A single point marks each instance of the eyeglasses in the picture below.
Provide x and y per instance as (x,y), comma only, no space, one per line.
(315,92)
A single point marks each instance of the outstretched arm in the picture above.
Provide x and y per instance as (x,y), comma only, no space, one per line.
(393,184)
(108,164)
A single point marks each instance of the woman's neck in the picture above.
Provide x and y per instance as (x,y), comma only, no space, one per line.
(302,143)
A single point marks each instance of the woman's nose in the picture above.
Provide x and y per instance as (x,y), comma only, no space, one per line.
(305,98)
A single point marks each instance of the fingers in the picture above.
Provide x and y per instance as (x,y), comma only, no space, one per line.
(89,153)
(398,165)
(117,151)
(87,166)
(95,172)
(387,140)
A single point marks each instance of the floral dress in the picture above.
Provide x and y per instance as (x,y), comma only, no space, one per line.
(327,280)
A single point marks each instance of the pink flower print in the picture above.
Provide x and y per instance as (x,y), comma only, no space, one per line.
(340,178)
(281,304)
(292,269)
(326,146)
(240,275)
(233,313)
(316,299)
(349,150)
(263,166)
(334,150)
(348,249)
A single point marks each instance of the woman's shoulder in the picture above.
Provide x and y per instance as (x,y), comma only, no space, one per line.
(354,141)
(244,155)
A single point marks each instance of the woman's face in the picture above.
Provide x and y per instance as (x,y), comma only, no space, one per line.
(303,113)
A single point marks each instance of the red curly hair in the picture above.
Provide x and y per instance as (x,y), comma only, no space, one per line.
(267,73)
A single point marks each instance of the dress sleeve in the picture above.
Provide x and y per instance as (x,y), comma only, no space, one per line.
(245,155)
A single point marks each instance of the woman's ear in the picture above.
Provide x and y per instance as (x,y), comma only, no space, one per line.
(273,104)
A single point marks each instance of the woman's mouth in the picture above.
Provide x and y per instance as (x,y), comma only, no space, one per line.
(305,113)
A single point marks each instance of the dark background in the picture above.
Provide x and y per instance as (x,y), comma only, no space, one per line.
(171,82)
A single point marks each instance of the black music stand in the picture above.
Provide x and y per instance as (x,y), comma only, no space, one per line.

#### AIM OF THE TASK
Repeat every row above, with "single point" changed to "single dot" each place it occurs and nothing else altered.

#### FULL ANSWER
A single dot marks each instance of the eyeglasses in the picture below.
Provide x and y per instance as (x,y), comma only, no space, one per line.
(315,92)
A single dot marks each instance of the outstretched arm in the picture above.
Provide x and y per instance as (x,y), comma only, no space, one per line.
(393,184)
(108,164)
A single dot marks each instance of the woman's neck in the picture above.
Provide x and y per instance as (x,y), comma only, no space, one per line.
(302,143)
A single dot marks each instance of the woman's nose in the picture above.
Provide x and y per instance as (x,y), comma only, no space, one per line.
(305,98)
A single dot marks each instance of the fingers in the picture above.
Provide x and y per instance as (x,y), comma only, no space, one per line.
(89,153)
(398,165)
(117,151)
(87,166)
(95,172)
(387,140)
A single dot marks each instance of the floral dress in the picture above.
Provide x and y per instance as (x,y), comma only, no space, one per line.
(327,280)
A single dot marks each instance of the pink flower print in the picture above.
Provide x and y per instance as (x,y), comma only, no space, one per line.
(340,178)
(281,304)
(292,269)
(326,146)
(240,275)
(233,313)
(316,299)
(349,150)
(263,166)
(334,150)
(348,249)
A single dot marks each instance of the woman's shoulder in the picture above.
Provide x and y per instance as (x,y), comma only, no space, one per line.
(354,141)
(244,155)
A single dot marks each instance of the woman's face in the picture above.
Provide x and y per instance as (x,y), comma only, no space, one per line.
(303,113)
A single dot marks each instance of the red curly hair in the picture above.
Provide x and y per instance as (x,y), comma only, no space, one per line.
(267,73)
A single dot marks each instance of the dress sleeve in the picture above.
Provide x and y per instance as (x,y), comma only, no space, one per line.
(245,155)
A single dot marks each instance of the woman's ear in the picture above.
Provide x and y per instance as (x,y), comma only, no space, one per line.
(273,104)
A single dot marks each instance of the woman's mouth in the picture above.
Provide x and y per instance as (x,y), comma only, no space, one per line.
(305,113)
A single dot marks each instance of the dark background in the picture above.
Provide x and y per instance as (x,y), comma only, no space, one per line.
(171,82)
A single dot marks each instance of the black music stand in the picture above.
Provide x and y per instance as (x,y), comma only, no space, one per line.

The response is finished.